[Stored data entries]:
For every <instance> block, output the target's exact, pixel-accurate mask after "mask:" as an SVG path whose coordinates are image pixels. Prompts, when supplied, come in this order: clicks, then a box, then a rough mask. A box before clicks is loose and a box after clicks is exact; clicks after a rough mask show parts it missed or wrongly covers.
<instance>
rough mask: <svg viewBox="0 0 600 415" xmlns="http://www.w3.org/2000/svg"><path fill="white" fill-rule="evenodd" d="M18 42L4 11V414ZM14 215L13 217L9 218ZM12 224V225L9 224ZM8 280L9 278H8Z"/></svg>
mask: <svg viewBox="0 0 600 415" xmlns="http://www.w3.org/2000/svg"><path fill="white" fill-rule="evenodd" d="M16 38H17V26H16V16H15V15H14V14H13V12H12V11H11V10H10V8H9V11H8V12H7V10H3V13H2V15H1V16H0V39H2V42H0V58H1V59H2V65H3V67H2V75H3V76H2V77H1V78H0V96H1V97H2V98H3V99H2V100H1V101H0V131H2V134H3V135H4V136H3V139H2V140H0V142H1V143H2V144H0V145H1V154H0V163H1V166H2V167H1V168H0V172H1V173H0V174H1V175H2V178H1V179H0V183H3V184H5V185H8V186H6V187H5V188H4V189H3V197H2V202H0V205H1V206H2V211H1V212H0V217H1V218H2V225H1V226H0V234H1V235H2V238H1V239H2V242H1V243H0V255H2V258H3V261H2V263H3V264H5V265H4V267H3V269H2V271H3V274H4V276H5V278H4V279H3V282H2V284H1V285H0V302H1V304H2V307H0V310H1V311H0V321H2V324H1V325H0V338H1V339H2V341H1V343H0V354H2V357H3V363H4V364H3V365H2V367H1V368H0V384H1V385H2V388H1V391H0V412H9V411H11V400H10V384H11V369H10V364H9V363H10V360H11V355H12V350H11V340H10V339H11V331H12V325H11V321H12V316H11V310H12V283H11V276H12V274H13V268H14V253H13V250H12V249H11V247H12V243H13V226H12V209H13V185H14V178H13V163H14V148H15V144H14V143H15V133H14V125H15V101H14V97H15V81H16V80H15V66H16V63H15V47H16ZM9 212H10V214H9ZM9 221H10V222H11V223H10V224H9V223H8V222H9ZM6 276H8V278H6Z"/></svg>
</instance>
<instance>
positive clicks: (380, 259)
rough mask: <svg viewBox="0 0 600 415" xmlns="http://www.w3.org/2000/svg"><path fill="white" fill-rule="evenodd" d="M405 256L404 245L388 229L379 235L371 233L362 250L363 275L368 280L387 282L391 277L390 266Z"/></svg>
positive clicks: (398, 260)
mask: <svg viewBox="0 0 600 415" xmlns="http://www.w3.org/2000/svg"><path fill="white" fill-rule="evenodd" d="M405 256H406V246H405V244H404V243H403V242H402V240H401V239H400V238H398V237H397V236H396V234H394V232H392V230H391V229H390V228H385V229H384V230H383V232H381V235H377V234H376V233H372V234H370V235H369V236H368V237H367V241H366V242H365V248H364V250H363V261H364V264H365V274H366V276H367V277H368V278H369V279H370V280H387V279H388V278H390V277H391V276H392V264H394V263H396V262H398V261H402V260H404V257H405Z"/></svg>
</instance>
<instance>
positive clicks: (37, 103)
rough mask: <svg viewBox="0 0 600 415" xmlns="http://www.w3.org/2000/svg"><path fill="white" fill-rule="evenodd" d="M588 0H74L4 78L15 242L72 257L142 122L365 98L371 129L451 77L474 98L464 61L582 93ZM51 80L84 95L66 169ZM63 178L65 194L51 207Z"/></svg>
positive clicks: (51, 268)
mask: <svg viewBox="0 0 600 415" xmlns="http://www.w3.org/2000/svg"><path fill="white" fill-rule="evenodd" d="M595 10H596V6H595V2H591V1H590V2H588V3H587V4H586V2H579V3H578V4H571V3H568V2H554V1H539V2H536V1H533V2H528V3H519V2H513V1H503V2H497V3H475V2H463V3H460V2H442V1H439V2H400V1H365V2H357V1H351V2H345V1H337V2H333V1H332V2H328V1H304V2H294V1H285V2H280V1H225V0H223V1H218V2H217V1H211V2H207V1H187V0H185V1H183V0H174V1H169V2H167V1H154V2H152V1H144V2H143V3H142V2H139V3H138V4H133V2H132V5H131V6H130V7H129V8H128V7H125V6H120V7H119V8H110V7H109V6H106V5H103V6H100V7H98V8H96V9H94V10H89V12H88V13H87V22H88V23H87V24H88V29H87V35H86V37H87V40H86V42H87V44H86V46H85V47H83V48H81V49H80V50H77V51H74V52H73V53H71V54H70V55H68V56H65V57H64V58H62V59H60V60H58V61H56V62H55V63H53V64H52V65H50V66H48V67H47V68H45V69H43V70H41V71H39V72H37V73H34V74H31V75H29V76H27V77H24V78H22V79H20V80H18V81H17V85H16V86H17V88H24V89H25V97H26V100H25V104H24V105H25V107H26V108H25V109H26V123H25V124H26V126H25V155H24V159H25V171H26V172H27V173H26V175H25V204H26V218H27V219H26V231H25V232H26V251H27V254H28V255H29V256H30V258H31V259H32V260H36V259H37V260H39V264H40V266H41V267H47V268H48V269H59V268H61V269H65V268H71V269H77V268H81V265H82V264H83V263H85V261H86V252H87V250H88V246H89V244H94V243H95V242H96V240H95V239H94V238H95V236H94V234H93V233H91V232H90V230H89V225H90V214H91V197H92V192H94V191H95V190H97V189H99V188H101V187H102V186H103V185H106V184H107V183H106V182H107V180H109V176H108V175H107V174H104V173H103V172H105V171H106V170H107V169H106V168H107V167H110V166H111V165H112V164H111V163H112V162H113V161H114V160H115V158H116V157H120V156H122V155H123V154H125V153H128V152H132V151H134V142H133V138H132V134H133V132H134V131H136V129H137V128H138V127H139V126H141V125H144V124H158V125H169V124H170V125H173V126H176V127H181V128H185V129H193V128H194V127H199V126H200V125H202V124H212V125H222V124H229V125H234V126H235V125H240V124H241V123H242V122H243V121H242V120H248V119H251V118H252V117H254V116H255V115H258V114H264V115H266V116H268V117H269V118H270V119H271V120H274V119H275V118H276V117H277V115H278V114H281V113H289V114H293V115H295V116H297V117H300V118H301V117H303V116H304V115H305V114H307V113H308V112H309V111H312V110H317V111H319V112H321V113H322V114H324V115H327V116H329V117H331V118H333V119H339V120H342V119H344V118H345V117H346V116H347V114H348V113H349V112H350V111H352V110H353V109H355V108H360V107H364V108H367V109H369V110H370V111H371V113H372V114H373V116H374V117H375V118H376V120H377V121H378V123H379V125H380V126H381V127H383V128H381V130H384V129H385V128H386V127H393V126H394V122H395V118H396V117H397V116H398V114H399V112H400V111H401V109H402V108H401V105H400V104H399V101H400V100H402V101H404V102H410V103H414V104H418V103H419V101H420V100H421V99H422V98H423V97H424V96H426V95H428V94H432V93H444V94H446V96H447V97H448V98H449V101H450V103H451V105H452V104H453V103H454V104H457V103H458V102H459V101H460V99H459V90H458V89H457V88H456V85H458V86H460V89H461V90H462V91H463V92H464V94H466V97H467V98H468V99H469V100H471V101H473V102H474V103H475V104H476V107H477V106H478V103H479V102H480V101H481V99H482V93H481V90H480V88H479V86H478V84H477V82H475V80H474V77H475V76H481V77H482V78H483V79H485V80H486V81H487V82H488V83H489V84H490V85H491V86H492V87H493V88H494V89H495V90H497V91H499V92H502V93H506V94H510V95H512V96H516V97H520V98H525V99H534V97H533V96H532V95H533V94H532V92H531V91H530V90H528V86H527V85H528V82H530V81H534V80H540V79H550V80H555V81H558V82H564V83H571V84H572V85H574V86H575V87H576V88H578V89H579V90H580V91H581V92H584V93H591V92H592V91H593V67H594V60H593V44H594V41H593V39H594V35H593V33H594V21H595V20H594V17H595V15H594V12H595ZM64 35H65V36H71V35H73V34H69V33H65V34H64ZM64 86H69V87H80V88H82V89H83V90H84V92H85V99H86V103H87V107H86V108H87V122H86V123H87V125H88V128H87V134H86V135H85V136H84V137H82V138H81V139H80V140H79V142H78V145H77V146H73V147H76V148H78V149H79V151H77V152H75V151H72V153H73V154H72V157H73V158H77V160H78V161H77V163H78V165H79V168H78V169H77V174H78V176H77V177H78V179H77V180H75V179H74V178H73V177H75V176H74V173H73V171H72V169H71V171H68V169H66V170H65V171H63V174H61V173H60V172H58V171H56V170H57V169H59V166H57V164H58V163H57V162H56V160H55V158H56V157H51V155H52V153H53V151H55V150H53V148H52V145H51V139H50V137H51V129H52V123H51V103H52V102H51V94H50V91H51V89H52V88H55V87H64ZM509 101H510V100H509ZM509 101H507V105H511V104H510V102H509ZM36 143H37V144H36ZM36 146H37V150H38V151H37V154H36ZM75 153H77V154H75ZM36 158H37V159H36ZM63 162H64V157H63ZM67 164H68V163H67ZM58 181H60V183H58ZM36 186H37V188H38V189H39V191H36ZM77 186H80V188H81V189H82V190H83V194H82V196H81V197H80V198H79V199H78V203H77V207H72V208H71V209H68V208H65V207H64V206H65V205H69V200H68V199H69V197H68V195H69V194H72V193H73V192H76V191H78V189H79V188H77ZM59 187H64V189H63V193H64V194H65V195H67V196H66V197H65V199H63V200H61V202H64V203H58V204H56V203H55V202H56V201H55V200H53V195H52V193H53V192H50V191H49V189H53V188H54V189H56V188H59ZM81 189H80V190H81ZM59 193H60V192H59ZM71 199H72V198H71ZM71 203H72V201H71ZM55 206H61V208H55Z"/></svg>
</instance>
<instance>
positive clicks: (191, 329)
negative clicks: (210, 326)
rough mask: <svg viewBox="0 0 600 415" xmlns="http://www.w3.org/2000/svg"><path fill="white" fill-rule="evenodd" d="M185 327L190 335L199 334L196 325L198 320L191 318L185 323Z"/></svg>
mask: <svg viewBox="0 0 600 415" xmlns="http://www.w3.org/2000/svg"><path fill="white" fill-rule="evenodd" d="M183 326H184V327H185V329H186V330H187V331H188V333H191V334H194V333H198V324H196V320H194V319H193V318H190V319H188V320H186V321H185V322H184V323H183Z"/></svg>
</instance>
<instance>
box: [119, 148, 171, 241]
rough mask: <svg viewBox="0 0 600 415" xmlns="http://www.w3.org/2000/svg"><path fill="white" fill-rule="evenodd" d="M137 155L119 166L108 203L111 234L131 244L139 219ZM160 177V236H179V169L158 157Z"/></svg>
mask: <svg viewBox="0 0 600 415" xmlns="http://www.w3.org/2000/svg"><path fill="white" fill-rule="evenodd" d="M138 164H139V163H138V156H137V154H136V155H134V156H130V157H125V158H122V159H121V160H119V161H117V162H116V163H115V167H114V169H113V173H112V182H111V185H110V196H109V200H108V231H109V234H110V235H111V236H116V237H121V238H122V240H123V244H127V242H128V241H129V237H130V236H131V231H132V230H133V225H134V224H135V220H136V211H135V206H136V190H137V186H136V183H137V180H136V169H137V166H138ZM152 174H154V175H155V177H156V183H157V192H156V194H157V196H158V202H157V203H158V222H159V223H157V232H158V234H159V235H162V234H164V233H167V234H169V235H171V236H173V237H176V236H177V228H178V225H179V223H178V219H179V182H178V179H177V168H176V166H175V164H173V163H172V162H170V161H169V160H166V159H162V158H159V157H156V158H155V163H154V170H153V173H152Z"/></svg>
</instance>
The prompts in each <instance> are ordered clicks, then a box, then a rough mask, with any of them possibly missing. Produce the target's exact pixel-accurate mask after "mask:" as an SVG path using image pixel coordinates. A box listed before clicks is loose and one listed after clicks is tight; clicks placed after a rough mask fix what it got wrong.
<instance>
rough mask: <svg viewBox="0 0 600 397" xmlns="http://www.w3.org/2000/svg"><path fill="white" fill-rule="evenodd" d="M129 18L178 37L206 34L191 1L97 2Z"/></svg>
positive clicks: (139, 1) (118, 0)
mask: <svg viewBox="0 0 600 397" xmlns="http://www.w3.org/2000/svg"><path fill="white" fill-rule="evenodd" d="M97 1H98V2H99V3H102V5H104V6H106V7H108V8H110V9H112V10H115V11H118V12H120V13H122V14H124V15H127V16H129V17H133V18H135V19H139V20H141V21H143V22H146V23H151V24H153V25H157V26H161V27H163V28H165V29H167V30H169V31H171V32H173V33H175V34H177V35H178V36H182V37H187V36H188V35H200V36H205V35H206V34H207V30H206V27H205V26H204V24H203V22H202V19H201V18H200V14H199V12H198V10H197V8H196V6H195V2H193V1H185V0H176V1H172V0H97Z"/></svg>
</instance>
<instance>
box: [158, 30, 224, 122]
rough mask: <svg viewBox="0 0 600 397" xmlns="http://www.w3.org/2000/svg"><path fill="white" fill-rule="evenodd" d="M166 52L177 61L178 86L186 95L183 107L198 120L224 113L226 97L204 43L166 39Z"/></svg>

[TASK OBJECTIVE]: Set down the line that contains "box: [158, 30, 224, 122]" exactly. Do the same for each later line of the data, through the end, and add nothing.

[SOLUTION TO THE PROBLEM]:
box: [158, 30, 224, 122]
rough mask: <svg viewBox="0 0 600 397" xmlns="http://www.w3.org/2000/svg"><path fill="white" fill-rule="evenodd" d="M166 52L177 61L178 86L186 95L183 107L198 120L224 113L226 97L204 43L166 39Z"/></svg>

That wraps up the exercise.